The problem:
Below are the entries; transcribe them exactly and drop every picture.

Material provided:

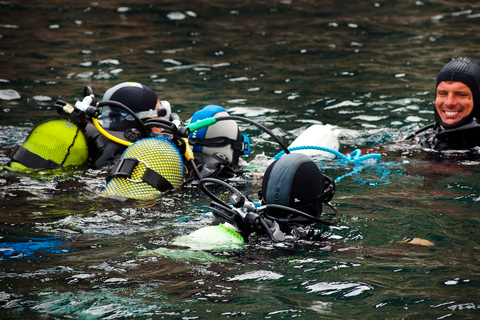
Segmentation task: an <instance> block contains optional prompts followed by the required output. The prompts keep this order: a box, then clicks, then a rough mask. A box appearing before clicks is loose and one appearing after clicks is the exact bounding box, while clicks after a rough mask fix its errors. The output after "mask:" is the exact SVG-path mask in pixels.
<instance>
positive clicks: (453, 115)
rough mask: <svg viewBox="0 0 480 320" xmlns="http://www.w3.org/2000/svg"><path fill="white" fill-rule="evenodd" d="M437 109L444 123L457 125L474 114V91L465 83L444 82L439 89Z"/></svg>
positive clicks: (437, 90) (435, 98)
mask: <svg viewBox="0 0 480 320" xmlns="http://www.w3.org/2000/svg"><path fill="white" fill-rule="evenodd" d="M435 108H436V109H437V112H438V114H439V116H440V119H442V121H443V123H445V124H447V125H453V124H456V123H458V122H459V121H460V120H462V119H464V118H466V117H468V116H469V115H470V113H472V110H473V96H472V91H471V90H470V88H469V87H468V86H467V85H466V84H464V83H463V82H459V81H442V82H440V83H439V84H438V87H437V96H436V98H435Z"/></svg>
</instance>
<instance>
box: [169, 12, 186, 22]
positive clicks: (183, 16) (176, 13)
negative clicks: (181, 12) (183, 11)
mask: <svg viewBox="0 0 480 320" xmlns="http://www.w3.org/2000/svg"><path fill="white" fill-rule="evenodd" d="M186 17H187V16H186V15H184V14H183V13H181V12H170V13H169V14H167V18H168V19H170V20H184V19H185V18H186Z"/></svg>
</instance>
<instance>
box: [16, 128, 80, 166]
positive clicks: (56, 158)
mask: <svg viewBox="0 0 480 320" xmlns="http://www.w3.org/2000/svg"><path fill="white" fill-rule="evenodd" d="M87 158H88V148H87V141H86V139H85V135H84V134H83V131H82V130H81V129H80V128H79V127H78V126H77V125H76V124H74V123H73V122H71V121H69V120H66V119H54V120H49V121H46V122H43V123H41V124H39V125H37V126H36V127H35V128H33V130H32V131H31V132H30V134H29V135H28V137H27V139H26V140H25V142H24V143H23V144H22V146H16V147H15V149H14V150H13V152H12V154H11V156H10V159H11V162H10V163H9V165H8V166H7V168H8V169H10V170H13V171H19V172H25V171H30V170H32V169H33V170H40V169H55V168H59V167H69V166H77V165H82V164H84V163H86V162H87Z"/></svg>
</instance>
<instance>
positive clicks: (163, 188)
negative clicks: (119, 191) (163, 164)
mask: <svg viewBox="0 0 480 320" xmlns="http://www.w3.org/2000/svg"><path fill="white" fill-rule="evenodd" d="M142 181H144V182H146V183H148V184H149V185H151V186H152V187H154V188H155V189H157V190H158V191H160V192H165V191H168V190H172V189H173V186H172V184H171V183H170V182H168V180H167V179H165V178H164V177H163V176H162V175H160V174H158V173H156V172H155V171H153V170H152V169H150V168H147V170H145V173H144V174H143V177H142Z"/></svg>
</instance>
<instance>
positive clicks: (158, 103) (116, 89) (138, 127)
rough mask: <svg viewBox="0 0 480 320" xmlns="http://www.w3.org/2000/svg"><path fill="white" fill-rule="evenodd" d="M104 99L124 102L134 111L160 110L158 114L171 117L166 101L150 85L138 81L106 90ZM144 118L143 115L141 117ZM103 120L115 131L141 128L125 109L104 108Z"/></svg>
mask: <svg viewBox="0 0 480 320" xmlns="http://www.w3.org/2000/svg"><path fill="white" fill-rule="evenodd" d="M103 101H117V102H120V103H122V104H124V105H125V106H126V107H128V108H129V109H130V110H132V111H133V112H135V113H137V114H139V113H140V112H142V111H149V110H158V112H157V113H158V114H156V115H158V116H162V117H164V118H165V119H169V118H170V114H171V107H170V104H169V103H168V102H166V101H160V100H159V99H158V96H157V94H156V93H155V92H153V90H152V89H150V88H149V87H147V86H145V85H143V84H140V83H138V82H122V83H119V84H117V85H116V86H114V87H112V88H110V89H108V90H107V91H105V94H104V95H103ZM140 118H142V117H140ZM102 120H103V121H104V123H108V128H106V129H110V130H113V131H125V130H127V129H129V128H132V127H135V128H137V129H140V128H139V124H138V123H136V122H135V121H134V119H133V118H132V117H128V115H127V114H125V112H124V111H122V110H120V109H118V108H115V107H113V106H112V107H108V106H106V107H103V108H102Z"/></svg>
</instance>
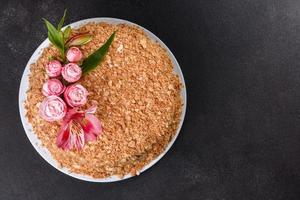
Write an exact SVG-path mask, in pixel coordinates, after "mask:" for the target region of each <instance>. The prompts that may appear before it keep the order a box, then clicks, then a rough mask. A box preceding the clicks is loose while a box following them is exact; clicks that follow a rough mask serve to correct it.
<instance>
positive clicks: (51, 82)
mask: <svg viewBox="0 0 300 200" xmlns="http://www.w3.org/2000/svg"><path fill="white" fill-rule="evenodd" d="M65 89H66V87H65V86H64V85H63V84H62V83H61V82H60V80H58V79H56V78H52V79H48V80H47V81H46V82H45V83H44V85H43V88H42V92H43V94H44V95H45V96H46V97H47V96H51V95H54V96H59V95H61V94H62V93H63V92H64V91H65Z"/></svg>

Solution to this problem:
Segmentation task: an <instance> block contains optional prompts followed by the required output. The prompts keep this order: a box, then clicks, then a rough mask. A box appearing before clicks is loose and one appearing after clicks is the exact bounding box, while clicks after a rough mask fix its errors. The output after "mask:" is the exact SVG-path mask in pixels.
<instance>
positive clicks: (453, 115)
rough mask: <svg viewBox="0 0 480 320" xmlns="http://www.w3.org/2000/svg"><path fill="white" fill-rule="evenodd" d="M437 109L444 123L457 125L474 114V91L465 83L444 82L439 89Z"/></svg>
positive clicks: (437, 90) (435, 98)
mask: <svg viewBox="0 0 480 320" xmlns="http://www.w3.org/2000/svg"><path fill="white" fill-rule="evenodd" d="M435 108H436V109H437V112H438V114H439V116H440V119H442V121H443V123H445V124H447V125H453V124H456V123H458V122H459V121H460V120H462V119H464V118H466V117H468V116H469V115H470V113H472V110H473V96H472V91H471V90H470V88H469V87H468V86H467V85H466V84H464V83H463V82H459V81H442V82H440V83H439V84H438V87H437V96H436V98H435Z"/></svg>
</instance>
<instance>
box: [169, 12, 186, 22]
positive clicks: (183, 16) (176, 13)
negative clicks: (181, 12) (183, 11)
mask: <svg viewBox="0 0 480 320" xmlns="http://www.w3.org/2000/svg"><path fill="white" fill-rule="evenodd" d="M186 17H187V16H186V15H184V14H183V13H181V12H170V13H169V14H167V18H168V19H170V20H184V19H185V18H186Z"/></svg>
</instance>
<instance>
box: [16, 128, 80, 166]
positive clicks: (56, 158)
mask: <svg viewBox="0 0 480 320" xmlns="http://www.w3.org/2000/svg"><path fill="white" fill-rule="evenodd" d="M87 158H88V148H87V141H86V139H85V135H84V134H83V131H82V130H81V129H80V128H79V127H78V126H77V125H76V124H74V123H73V122H71V121H69V120H66V119H54V120H49V121H46V122H43V123H41V124H39V125H37V126H36V127H35V128H33V130H32V131H31V132H30V134H29V135H28V137H27V139H26V140H25V142H24V143H23V144H22V146H16V147H15V149H14V150H13V152H12V154H11V156H10V159H11V162H10V163H9V165H8V166H7V168H8V169H10V170H13V171H19V172H25V171H30V170H32V169H33V170H40V169H55V168H59V167H69V166H77V165H82V164H84V163H86V162H87Z"/></svg>
</instance>
<instance>
positive clicks: (163, 188)
negative clicks: (119, 191) (163, 164)
mask: <svg viewBox="0 0 480 320" xmlns="http://www.w3.org/2000/svg"><path fill="white" fill-rule="evenodd" d="M142 181H144V182H146V183H148V184H149V185H151V186H152V187H154V188H155V189H157V190H158V191H160V192H165V191H168V190H172V189H173V186H172V184H171V183H170V182H168V180H167V179H165V178H164V177H163V176H162V175H160V174H158V173H156V172H155V171H153V170H152V169H150V168H147V170H145V173H144V174H143V177H142Z"/></svg>
</instance>
<instance>
positive clicks: (158, 103) (116, 89) (138, 127)
rough mask: <svg viewBox="0 0 480 320" xmlns="http://www.w3.org/2000/svg"><path fill="white" fill-rule="evenodd" d="M104 99L124 102L134 111L160 110L158 114L171 117L166 101L150 85L138 81L106 90ZM144 118L143 115L141 117ZM103 120L115 131L141 128L125 109L104 108Z"/></svg>
mask: <svg viewBox="0 0 480 320" xmlns="http://www.w3.org/2000/svg"><path fill="white" fill-rule="evenodd" d="M103 101H117V102H120V103H122V104H124V105H125V106H126V107H128V108H129V109H130V110H132V111H133V112H135V113H137V114H139V113H140V112H142V111H149V110H158V112H157V113H158V114H156V115H158V116H162V117H164V118H165V119H169V118H170V114H171V107H170V104H169V103H168V102H166V101H160V100H159V99H158V96H157V94H156V93H155V92H153V90H152V89H150V88H149V87H147V86H145V85H143V84H140V83H138V82H122V83H119V84H117V85H116V86H114V87H112V88H110V89H108V90H107V91H105V94H104V95H103ZM140 118H142V117H140ZM102 120H103V121H104V123H108V128H106V129H110V130H113V131H125V130H127V129H129V128H132V127H135V128H137V129H140V128H139V124H138V123H136V122H135V121H134V119H133V118H132V117H128V115H127V114H125V112H124V111H122V110H120V109H118V108H115V107H113V106H112V107H108V106H106V107H103V108H102Z"/></svg>
</instance>
Write an exact SVG-path mask, in pixel coordinates, after "mask:" for the target region of each <instance>. The prompts that may appear before it keep the order a box, then clicks, then a rough mask. A box preceding the clicks is loose while a box following them is exact; clicks that follow a rough mask serve to correct it.
<instance>
positive clicks: (51, 82)
mask: <svg viewBox="0 0 300 200" xmlns="http://www.w3.org/2000/svg"><path fill="white" fill-rule="evenodd" d="M65 89H66V87H65V86H64V85H63V84H62V83H61V82H60V80H58V79H56V78H52V79H48V80H47V81H46V82H45V83H44V85H43V88H42V92H43V94H44V95H45V96H46V97H47V96H51V95H54V96H59V95H61V94H62V93H63V92H64V91H65Z"/></svg>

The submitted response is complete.